> Records supplied:
^^^^^^^^

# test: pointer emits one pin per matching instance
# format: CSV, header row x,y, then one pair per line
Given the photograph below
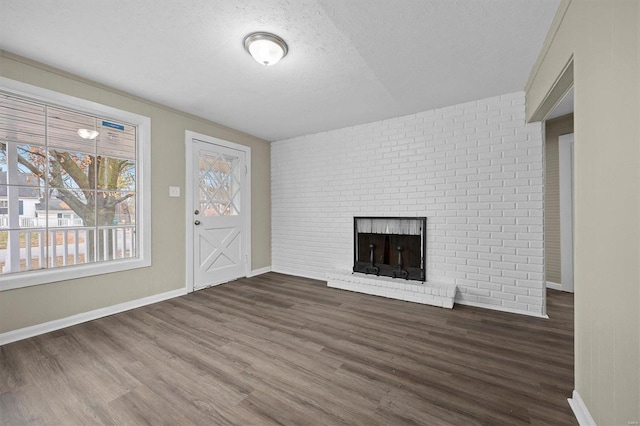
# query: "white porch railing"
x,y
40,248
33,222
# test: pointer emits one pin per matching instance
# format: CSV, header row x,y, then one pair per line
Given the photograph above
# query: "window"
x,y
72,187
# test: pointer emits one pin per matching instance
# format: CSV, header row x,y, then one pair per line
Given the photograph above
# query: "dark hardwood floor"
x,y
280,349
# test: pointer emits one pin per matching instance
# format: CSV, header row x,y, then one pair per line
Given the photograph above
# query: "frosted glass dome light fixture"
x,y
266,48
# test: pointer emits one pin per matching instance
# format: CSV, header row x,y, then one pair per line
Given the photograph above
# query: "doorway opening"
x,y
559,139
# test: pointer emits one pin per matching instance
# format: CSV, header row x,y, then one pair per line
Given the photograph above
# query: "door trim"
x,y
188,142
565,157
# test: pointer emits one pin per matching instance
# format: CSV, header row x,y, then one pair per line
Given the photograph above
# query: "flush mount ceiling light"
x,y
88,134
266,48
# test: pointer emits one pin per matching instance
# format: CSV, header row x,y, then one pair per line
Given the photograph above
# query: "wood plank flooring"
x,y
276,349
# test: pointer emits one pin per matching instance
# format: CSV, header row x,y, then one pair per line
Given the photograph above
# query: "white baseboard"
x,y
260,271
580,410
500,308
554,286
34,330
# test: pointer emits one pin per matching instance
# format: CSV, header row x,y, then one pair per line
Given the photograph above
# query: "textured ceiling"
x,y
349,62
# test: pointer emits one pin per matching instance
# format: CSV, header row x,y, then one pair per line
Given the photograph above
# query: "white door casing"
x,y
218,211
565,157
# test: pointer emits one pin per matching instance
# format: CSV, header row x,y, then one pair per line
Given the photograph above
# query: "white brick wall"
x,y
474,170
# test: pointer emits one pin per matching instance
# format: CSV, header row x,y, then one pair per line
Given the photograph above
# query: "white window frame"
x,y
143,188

^^^^^^^^

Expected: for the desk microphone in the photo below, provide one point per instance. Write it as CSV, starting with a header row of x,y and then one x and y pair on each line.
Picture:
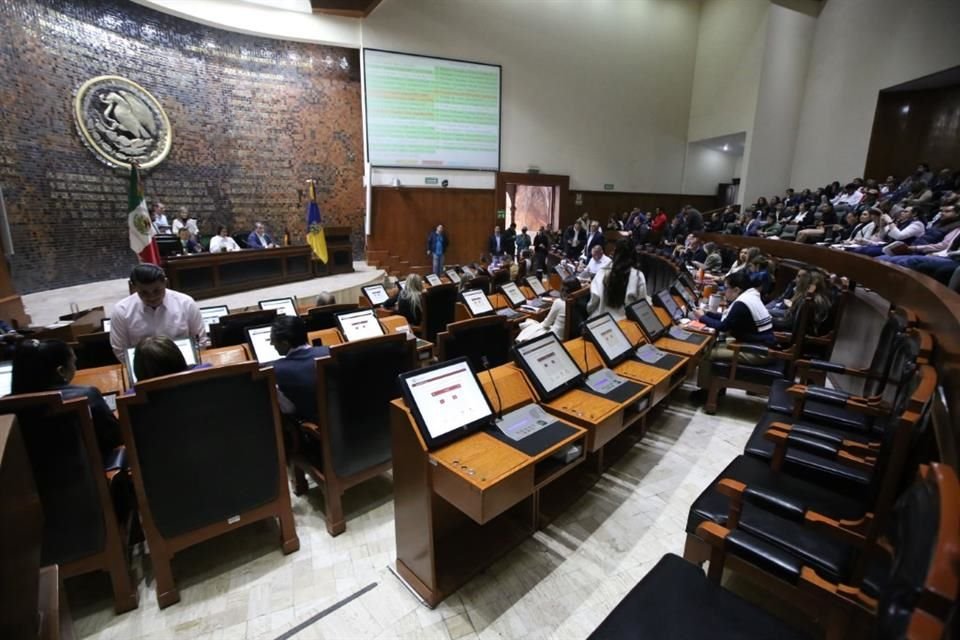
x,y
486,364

^^^^^^^^

> Exercise prompt: Every line holding the word "below" should be copied out of the material.

> Expected output:
Given the photograph below
Expected: for the desk microphone in the photo below, provide one point per instance. Write it as CSV, starting with a header row of x,y and then one x and y pair on each line.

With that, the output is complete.